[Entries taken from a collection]
[Start of Attachment]
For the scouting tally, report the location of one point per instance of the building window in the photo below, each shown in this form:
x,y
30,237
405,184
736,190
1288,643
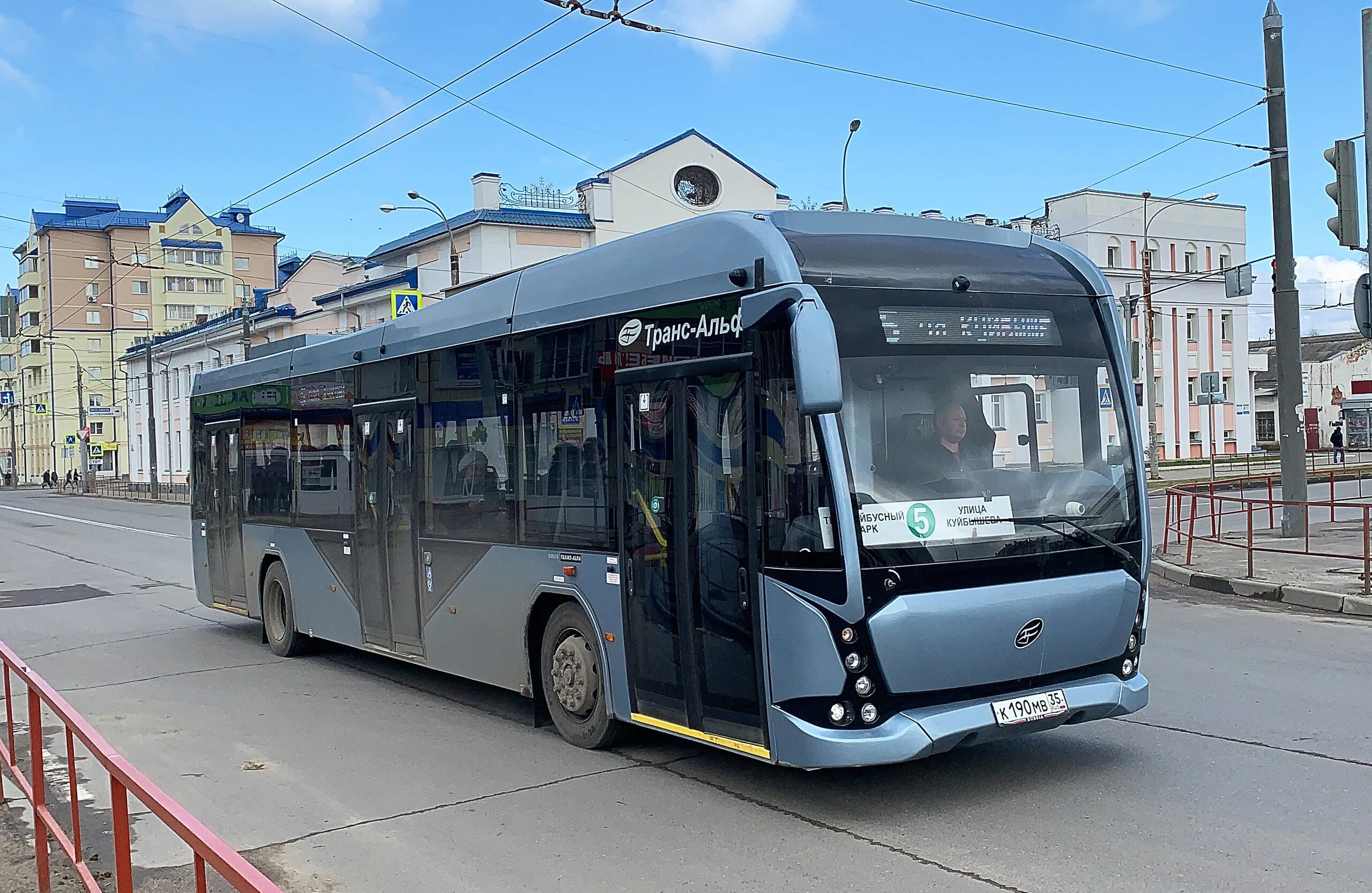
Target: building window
[End of Attachment]
[Start of Attachment]
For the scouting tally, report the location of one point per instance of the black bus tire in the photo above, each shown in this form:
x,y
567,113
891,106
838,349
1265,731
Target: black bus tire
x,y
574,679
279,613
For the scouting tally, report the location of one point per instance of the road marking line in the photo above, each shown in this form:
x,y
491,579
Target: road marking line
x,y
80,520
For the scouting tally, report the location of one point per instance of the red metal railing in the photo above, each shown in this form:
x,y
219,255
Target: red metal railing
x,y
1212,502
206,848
[End of Attachment]
§ What the task requires
Lines that contain "each" should be pulled from the entries above and reported.

§ Finished exercise
For the scouting tally, report the location of one point per instance of the building window in the photo below, each shown in this form:
For the scouting tally, report the location of one point per instance of the black bus tire in the photo above, each shown in this form:
For the scouting tally, report the location of one point per instance of the road marking line in the photo above, each shown in this form:
For the scouting tally, report the location of one point per instance of the red metal railing in the photo above, each shown in this form:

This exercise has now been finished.